═══ Текст для чтения

История русской философии

Отсюда понятно, почему наше истинное единство с церковью тяготеет к свободе. «В делах веры принужденное единство есть ложь, а принужденное послушание есть смерть» (II, 199).

Принцип соборности означает, что ни патриарх, имеющий верховную власть, ни духовенство, ни даже вселенский собор не являются абсолютными носителями истины. Таким носителем истины является только церковь в целом. Были еретические соборы, говорит Хомяков, например тот, который дал начало полуарианству, Внешне они почти не отличались от вселенских соборов. Почему же они были отвергнуты? Единственно потому, что их решения не были признаны всеми верующими как голос церкви.

Хомяков обращается здесь к посланию восточных патриархов папе Пию IX, которое гласит: «Папа очень ошибается, предполагая, что мы считаем церковную иерархию хранительницею догмата. Мы смотрим на дело иначе. Непоколебимая твердость, незыблемая метина христианского догмата не зависит от сословия иерархов; она хранится всею полнотою, всею совокупностью народа, составляющего Церковь, который и есть Тело Христово» (письмо к Пальмеру от 11 октября 1850 г., II, 385).

══════
═══ Фрагмент данных

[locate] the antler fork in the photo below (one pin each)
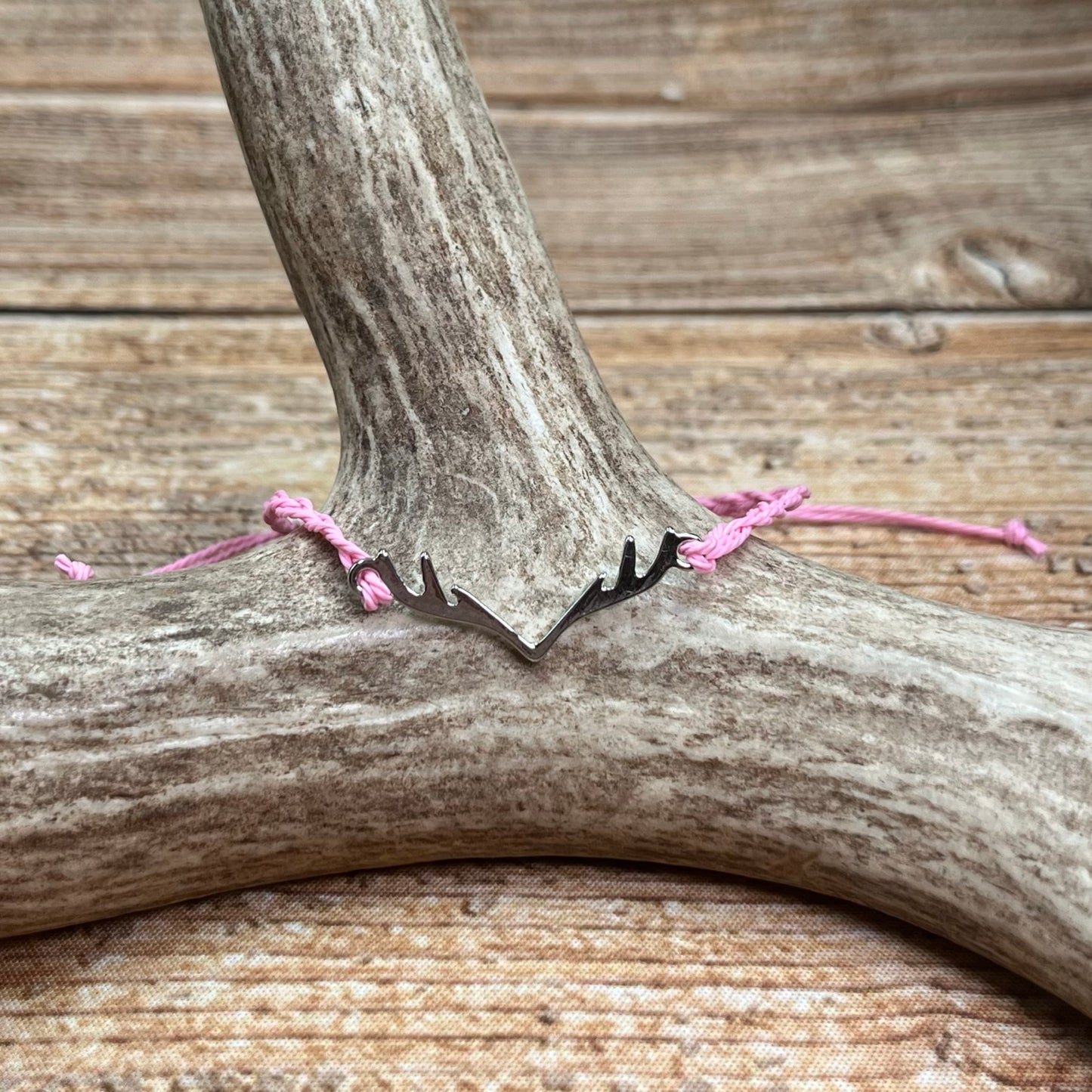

══════

**Что нужно сделать:**
1 > Почему, согласно фрагменту об учении Хомякова о соборности, еретические соборы были отвергнуты?
2 > Перечислите все, что фрагмент об учении Хомякова о соборности называет не являющимся абсолютным носителем истины.
3 > Продолжите фрагмент об учении Хомякова о соборности, начиная после его последнего предложения.

**Готовые ответы:**
1 > Их решения не были признаны всеми верующими как голос церкви.

2 > Патриарх, имеющий верховную власть; духовенство; вселенский собор.

3 >
Под словом «церковь» Хомяков всегда понимает православную церковь. Будучи телом Христа, церковь тяготеет к единству. Католицизм и протестантство отошли от основных принципов церкви не по причинам извращения истины отдельными личностями, а принципиально. Поэтому Хомяков не применяет к ним термин «церковь», а говорит о романтизме, папизме, латинизме, протестантстве и т. д. Но это ни в коей мере не означает, что он верил в осуществление православной церковью всей полноты правды на земле. Хомяков говорил, например, что наше духовенство имеет тенденцию к «духовному деспотизму». Он радуется, что православная церковь хранит в своих глубинах истинный идеал, но «в действительности», по его словам, никогда еще не было ни одного народа, ни одного государства или страны в мире, которые бы осуществили в полной мере принципы христианства (I, 212).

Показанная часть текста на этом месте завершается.